### Entries shown:
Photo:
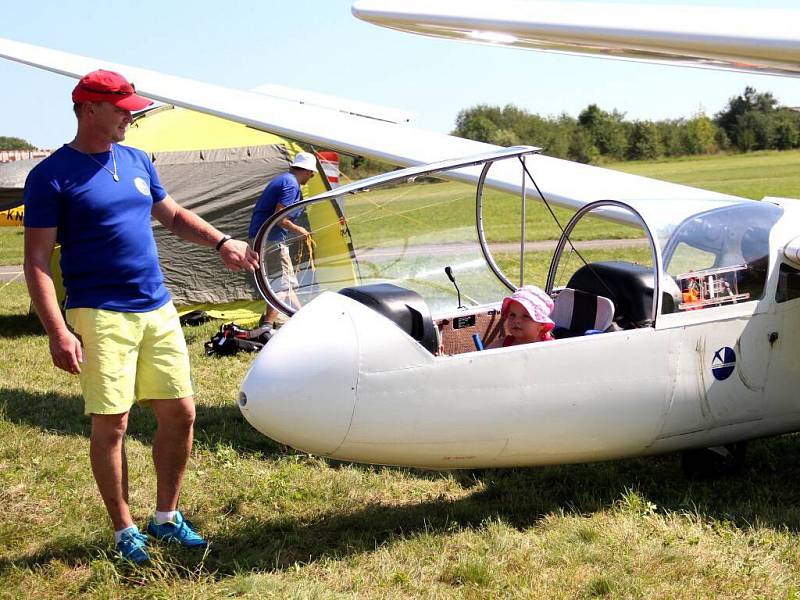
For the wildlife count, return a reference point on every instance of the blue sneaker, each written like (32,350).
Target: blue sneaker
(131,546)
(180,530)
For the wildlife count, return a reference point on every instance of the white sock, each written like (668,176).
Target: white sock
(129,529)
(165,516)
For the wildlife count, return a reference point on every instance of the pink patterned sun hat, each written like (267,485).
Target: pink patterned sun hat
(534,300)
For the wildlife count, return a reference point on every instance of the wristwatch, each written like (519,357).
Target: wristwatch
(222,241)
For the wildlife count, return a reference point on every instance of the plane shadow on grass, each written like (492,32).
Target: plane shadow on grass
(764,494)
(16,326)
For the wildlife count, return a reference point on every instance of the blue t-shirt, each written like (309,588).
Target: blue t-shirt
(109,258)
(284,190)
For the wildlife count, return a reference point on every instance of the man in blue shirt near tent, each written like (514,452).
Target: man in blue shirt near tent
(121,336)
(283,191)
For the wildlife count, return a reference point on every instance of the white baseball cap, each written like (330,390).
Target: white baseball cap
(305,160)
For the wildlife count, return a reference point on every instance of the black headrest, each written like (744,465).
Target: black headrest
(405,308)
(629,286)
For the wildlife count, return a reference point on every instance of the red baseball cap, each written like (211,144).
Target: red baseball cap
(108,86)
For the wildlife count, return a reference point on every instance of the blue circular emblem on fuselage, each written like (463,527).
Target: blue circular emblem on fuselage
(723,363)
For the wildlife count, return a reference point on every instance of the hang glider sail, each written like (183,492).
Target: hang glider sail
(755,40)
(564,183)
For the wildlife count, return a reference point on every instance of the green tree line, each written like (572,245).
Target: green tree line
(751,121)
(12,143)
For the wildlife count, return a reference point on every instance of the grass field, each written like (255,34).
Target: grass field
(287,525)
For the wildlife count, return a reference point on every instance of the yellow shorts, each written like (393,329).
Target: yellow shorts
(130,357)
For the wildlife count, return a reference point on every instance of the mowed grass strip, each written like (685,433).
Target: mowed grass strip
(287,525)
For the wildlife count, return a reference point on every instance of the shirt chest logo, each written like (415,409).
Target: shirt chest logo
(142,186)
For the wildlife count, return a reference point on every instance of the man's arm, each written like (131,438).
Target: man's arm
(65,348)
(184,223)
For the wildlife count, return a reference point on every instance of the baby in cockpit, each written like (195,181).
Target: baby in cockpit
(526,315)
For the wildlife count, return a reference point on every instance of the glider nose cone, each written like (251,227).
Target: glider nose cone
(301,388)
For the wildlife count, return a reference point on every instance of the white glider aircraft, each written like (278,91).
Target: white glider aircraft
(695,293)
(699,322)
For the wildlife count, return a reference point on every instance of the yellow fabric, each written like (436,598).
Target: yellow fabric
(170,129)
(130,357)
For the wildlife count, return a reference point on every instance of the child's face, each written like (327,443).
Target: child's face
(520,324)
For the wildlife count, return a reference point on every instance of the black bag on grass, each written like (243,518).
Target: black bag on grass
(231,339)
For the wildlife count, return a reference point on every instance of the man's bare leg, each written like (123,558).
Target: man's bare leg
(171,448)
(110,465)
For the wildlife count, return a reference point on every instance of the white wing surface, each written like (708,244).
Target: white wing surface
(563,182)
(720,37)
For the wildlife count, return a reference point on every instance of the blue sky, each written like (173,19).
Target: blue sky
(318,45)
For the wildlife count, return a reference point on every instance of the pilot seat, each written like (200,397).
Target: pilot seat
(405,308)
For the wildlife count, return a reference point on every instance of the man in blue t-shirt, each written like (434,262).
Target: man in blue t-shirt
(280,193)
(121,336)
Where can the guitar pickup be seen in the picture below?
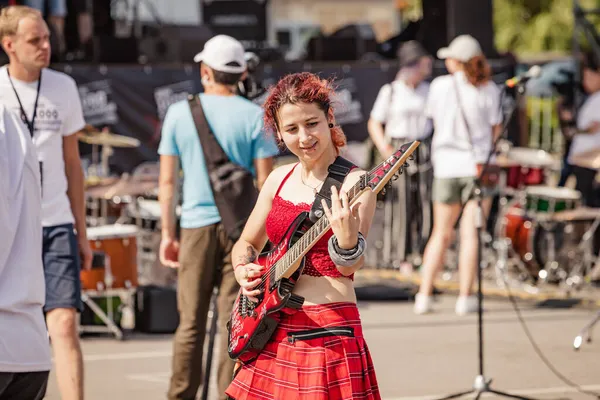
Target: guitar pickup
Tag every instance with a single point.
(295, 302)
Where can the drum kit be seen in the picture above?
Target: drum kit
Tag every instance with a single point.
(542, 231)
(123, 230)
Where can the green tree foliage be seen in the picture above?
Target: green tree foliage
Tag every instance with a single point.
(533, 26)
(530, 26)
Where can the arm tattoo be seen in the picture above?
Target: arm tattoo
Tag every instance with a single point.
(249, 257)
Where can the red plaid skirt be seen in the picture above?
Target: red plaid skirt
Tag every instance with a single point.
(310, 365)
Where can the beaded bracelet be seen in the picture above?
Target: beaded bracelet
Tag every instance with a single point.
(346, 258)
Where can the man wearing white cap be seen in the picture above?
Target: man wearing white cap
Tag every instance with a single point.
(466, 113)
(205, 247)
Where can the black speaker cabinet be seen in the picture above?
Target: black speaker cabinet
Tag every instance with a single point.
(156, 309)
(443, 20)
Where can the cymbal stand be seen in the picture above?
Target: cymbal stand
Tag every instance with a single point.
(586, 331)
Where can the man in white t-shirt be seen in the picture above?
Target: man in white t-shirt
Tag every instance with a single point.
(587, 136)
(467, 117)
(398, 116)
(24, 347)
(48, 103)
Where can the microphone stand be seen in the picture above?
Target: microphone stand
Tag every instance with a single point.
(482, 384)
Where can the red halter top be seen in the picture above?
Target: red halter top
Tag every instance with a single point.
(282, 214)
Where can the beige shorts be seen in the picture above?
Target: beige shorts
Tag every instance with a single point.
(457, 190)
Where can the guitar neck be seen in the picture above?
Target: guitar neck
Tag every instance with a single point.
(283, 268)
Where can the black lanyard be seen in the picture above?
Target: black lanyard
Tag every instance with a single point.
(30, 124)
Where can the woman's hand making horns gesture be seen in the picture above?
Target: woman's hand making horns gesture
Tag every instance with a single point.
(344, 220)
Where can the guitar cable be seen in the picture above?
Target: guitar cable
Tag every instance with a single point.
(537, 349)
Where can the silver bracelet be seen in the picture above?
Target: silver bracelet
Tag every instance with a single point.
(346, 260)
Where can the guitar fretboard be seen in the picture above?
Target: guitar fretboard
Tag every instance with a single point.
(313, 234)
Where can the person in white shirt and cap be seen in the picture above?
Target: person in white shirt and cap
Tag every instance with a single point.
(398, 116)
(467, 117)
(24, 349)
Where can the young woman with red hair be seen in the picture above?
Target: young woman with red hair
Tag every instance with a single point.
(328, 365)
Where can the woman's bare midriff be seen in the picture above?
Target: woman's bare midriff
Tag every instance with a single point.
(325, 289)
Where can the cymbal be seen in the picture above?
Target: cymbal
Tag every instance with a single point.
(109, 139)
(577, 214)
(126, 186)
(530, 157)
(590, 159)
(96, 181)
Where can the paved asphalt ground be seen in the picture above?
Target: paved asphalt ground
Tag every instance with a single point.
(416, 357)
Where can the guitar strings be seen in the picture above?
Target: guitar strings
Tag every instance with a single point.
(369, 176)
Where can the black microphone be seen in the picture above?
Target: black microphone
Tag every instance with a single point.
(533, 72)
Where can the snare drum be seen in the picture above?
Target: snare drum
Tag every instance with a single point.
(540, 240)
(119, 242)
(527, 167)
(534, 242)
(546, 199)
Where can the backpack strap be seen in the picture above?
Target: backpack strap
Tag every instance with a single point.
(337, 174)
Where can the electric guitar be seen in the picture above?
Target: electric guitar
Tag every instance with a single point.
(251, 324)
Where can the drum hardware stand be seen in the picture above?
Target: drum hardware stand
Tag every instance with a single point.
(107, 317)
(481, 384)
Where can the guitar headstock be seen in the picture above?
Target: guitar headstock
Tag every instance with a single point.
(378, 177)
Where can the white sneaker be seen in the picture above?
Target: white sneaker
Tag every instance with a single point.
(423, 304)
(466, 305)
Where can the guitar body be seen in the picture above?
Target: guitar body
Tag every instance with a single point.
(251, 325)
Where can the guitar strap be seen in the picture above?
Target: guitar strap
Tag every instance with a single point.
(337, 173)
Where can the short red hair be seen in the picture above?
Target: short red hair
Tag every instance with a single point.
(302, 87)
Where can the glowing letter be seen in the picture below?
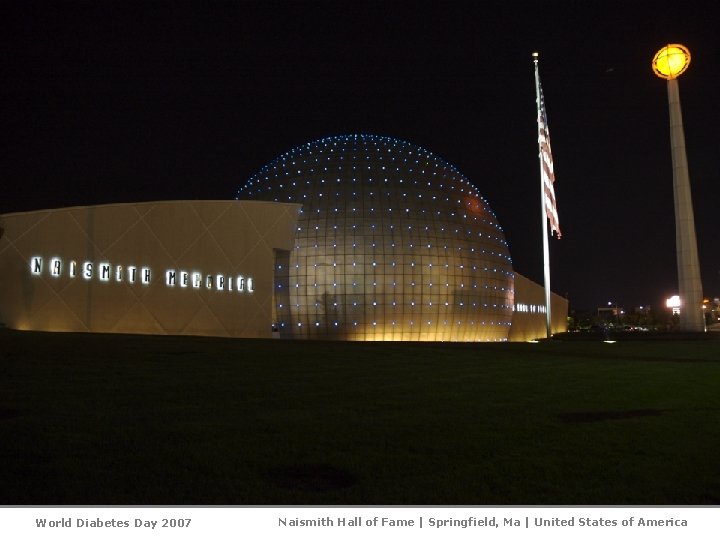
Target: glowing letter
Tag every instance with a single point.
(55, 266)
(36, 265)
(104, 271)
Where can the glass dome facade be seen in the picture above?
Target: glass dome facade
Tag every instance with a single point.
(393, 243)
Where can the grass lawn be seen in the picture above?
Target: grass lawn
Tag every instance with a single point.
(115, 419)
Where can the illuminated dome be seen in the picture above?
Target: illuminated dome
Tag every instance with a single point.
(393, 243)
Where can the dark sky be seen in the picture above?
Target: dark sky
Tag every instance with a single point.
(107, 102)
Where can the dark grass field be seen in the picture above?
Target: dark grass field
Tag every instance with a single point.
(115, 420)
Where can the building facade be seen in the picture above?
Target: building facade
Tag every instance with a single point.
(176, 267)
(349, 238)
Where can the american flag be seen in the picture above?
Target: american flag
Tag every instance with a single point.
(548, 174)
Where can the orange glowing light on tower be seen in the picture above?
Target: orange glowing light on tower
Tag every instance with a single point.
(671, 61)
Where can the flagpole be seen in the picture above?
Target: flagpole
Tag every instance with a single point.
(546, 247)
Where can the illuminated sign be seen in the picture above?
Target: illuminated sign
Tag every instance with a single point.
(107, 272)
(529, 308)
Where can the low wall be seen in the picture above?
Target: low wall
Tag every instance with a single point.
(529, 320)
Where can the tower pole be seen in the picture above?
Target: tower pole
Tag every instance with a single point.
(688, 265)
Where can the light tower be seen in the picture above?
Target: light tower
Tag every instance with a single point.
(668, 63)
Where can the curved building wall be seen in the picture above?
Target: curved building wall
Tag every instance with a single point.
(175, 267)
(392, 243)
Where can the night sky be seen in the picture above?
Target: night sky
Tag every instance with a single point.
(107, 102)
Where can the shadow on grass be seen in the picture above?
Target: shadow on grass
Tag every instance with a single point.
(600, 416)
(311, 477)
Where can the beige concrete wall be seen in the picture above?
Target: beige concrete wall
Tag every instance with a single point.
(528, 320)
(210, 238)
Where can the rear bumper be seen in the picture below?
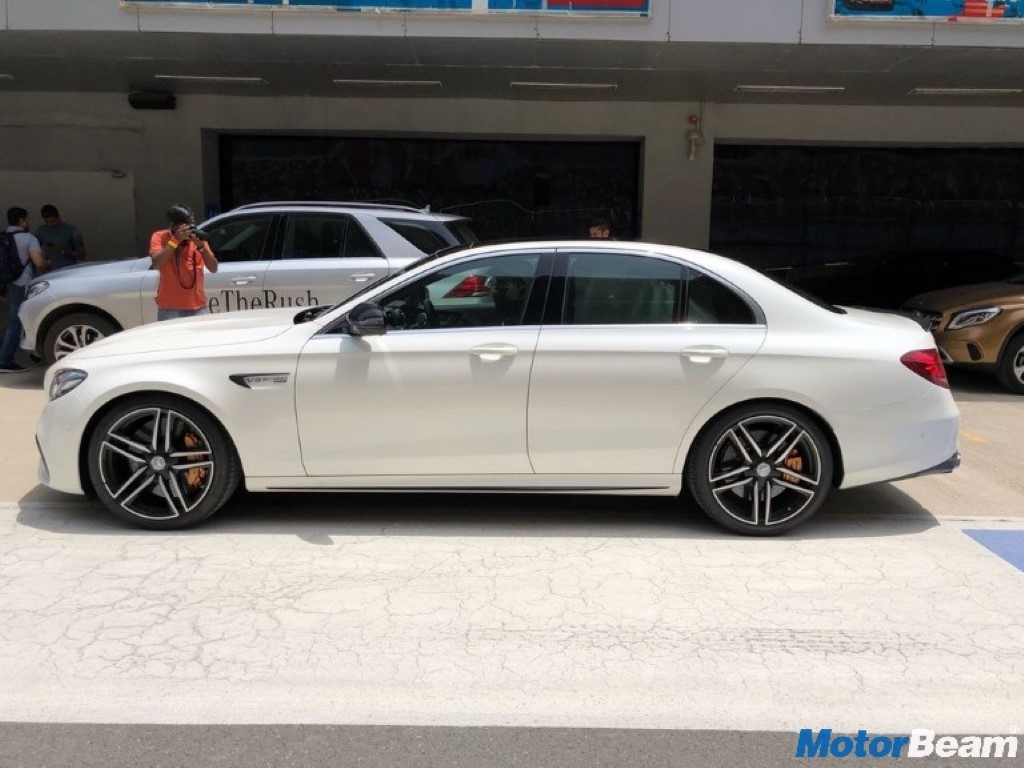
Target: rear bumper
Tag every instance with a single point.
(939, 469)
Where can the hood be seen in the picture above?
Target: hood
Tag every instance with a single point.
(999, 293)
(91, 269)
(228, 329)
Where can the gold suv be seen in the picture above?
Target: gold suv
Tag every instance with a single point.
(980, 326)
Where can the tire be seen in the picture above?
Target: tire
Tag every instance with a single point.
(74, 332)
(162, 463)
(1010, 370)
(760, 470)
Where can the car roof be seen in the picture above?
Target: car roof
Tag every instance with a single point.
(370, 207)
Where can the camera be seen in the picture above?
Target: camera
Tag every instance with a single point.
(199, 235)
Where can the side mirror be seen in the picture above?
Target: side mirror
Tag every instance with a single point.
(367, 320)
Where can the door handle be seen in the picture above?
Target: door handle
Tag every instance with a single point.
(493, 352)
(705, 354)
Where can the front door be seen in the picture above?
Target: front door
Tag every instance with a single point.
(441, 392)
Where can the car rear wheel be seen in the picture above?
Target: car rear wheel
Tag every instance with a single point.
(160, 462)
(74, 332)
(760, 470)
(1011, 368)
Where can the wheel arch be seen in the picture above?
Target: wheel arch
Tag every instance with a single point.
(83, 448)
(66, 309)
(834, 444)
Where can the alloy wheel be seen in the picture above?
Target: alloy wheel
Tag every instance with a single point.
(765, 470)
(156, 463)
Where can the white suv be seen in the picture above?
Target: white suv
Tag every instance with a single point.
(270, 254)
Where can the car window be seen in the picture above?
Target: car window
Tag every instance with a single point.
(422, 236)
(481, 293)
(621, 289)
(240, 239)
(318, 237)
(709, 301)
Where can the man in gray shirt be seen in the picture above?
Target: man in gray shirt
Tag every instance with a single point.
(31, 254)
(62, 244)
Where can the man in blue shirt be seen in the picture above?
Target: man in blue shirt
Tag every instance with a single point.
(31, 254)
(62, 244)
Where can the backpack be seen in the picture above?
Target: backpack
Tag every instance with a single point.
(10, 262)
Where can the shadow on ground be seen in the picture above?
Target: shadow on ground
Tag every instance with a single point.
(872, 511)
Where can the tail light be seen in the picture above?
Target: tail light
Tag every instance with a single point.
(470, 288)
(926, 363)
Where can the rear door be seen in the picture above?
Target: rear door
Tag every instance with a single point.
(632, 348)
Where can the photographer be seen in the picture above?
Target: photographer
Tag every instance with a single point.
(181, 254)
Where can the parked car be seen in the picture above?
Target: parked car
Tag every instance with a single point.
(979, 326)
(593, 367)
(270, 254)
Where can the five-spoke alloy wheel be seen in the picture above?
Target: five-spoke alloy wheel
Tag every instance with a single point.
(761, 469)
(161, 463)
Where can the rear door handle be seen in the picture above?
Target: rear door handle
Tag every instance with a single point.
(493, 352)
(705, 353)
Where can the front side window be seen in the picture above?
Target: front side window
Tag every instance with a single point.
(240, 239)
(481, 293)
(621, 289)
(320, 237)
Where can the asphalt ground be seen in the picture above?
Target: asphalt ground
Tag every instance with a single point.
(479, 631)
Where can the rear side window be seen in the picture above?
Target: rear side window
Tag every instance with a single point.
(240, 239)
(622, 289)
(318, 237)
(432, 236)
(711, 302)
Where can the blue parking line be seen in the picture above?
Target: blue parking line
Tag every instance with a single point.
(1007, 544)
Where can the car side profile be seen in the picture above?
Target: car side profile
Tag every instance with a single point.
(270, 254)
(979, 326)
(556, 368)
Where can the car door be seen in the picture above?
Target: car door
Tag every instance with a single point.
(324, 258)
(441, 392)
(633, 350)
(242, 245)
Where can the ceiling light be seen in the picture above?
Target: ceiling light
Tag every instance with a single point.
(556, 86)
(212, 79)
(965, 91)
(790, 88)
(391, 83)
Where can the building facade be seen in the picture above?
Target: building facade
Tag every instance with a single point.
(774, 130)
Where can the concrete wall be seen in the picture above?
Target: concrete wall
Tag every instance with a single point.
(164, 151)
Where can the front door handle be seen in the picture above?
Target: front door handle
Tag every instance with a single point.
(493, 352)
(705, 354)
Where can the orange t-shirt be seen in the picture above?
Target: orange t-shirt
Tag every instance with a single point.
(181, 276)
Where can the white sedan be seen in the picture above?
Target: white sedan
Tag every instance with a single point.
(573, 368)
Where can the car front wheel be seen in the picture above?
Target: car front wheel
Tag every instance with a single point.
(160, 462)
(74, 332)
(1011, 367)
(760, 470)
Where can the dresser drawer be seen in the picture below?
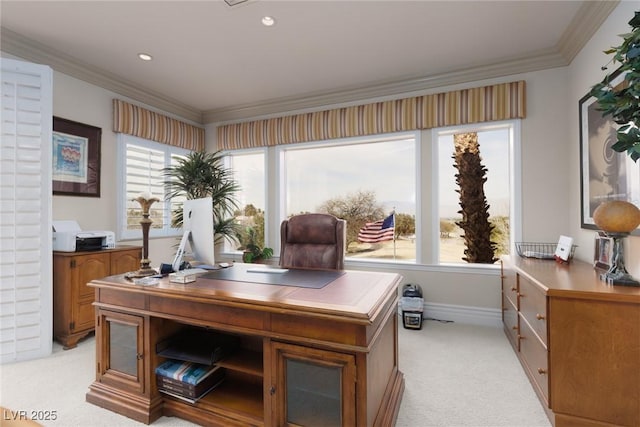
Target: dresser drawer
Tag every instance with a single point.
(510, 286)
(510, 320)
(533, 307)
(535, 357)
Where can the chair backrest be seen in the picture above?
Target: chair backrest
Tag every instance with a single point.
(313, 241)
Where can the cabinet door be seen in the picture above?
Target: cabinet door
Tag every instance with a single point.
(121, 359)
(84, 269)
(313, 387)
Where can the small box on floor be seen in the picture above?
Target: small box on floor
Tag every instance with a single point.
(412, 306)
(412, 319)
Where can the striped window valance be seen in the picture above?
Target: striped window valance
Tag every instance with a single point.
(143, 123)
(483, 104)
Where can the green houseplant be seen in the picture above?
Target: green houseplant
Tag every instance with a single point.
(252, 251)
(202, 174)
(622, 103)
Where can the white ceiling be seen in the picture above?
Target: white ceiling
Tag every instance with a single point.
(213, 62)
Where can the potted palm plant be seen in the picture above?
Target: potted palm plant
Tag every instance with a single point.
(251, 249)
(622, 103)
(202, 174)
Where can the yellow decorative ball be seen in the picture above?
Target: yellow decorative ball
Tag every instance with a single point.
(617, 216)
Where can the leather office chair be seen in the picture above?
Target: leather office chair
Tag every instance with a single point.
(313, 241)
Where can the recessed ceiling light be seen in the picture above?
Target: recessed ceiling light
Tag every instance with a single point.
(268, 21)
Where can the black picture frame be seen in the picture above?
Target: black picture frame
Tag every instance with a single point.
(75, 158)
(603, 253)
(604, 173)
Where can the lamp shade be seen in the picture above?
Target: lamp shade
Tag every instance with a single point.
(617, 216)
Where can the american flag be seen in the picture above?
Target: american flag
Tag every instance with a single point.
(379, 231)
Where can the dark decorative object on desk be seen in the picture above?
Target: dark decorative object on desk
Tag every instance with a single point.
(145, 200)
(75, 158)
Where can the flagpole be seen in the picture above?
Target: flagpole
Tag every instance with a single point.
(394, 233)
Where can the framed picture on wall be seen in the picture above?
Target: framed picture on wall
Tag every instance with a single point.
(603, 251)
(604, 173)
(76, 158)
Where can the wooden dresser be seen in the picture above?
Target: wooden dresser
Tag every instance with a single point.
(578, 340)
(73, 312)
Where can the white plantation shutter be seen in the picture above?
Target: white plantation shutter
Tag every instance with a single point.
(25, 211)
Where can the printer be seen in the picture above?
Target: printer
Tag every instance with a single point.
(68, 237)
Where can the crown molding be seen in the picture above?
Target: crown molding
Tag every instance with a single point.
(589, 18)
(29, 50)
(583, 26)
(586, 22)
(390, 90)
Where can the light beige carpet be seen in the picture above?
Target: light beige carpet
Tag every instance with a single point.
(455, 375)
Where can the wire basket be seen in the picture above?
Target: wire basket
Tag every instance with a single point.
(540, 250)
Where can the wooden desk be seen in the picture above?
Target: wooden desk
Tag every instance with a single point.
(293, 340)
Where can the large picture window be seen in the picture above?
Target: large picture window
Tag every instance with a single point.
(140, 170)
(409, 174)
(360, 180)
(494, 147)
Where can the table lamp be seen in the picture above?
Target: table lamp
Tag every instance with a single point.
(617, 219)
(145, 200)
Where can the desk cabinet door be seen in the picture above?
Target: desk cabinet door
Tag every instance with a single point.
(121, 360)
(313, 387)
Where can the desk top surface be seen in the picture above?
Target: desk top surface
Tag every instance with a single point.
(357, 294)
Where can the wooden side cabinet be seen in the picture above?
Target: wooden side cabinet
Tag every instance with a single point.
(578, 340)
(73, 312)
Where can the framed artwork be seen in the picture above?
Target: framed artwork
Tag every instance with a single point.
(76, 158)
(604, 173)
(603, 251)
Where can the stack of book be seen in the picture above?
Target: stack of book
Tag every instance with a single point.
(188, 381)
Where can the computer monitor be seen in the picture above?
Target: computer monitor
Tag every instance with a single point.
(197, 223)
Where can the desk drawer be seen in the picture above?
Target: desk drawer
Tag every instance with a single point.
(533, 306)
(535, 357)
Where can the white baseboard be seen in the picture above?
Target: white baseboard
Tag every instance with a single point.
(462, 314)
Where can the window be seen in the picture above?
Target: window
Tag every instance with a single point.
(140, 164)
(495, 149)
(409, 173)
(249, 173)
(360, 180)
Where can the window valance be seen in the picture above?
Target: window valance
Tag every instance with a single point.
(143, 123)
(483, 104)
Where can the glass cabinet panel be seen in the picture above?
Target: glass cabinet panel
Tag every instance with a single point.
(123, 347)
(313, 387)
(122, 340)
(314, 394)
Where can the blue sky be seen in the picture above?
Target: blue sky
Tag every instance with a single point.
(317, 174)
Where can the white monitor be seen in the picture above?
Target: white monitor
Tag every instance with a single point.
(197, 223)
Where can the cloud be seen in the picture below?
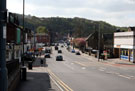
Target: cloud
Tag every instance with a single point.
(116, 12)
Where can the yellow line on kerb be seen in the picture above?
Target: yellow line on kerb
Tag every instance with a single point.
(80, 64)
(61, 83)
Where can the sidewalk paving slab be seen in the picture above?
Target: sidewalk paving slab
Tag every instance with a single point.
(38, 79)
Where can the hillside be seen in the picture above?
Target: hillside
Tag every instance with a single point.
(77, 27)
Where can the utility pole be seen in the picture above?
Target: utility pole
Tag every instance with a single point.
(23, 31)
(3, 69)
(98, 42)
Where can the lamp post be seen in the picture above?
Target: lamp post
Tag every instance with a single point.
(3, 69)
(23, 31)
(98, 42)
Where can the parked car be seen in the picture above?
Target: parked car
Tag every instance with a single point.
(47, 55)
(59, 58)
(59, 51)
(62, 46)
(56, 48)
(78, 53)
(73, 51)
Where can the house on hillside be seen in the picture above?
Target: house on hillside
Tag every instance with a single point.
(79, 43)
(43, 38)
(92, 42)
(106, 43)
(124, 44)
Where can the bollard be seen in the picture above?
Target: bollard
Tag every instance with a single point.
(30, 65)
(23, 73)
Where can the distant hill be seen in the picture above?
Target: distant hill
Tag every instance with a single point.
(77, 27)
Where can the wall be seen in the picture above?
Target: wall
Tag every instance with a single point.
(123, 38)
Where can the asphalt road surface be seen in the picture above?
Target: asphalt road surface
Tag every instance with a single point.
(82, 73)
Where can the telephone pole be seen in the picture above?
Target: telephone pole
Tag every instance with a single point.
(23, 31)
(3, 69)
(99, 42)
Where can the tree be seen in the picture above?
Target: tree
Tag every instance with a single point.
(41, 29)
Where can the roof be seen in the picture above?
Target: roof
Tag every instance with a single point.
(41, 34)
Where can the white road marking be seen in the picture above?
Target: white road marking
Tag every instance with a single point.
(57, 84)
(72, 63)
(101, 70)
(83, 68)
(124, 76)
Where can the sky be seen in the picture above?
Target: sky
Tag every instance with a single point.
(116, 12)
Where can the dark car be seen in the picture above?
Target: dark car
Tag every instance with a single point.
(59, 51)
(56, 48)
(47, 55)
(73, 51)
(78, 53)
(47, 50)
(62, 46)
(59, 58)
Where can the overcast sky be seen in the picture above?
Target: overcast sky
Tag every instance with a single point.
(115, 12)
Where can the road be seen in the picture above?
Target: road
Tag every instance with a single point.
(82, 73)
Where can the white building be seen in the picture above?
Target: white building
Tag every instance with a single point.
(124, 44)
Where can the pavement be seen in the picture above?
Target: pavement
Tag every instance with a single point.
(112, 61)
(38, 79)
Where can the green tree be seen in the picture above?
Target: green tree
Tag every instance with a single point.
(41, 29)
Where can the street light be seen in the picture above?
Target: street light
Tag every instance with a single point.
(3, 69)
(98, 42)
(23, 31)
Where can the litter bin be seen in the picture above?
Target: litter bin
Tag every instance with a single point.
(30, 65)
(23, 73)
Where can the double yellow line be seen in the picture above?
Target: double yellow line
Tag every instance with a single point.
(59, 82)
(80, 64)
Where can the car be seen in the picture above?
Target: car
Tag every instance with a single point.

### Stated goal:
Exact repetition is required for the lines from the one that contains "Where can the road" through the final line; leave out everything else.

### Result of this task:
Where can the road be seen in the picture above?
Target: road
Tag every instance with a single point.
(82, 73)
Where can the white building be seen in the picture above?
Target: white building
Tag every instance with a single point.
(124, 44)
Where can the pavement be seen in the picture above?
Target: pavement
Tag every instance with a single point.
(112, 61)
(38, 79)
Where can the green tree be seen in the picture above?
Target: green tree
Tag every instance with a single point.
(41, 29)
Where can the street light be seen in the picture above?
Target: street light
Tag every instance with a single point.
(3, 69)
(98, 42)
(23, 31)
Where can the litter bin be seen in the picture above?
Target: litter bin
Tag every instance with a single point.
(30, 65)
(23, 73)
Where can the double yellow line be seen in the picture above?
Target: double yellow line
Tag every instance with a single point.
(59, 82)
(80, 64)
Where can the car be seen in the picture above?
Target: car
Tag every instance with a single point.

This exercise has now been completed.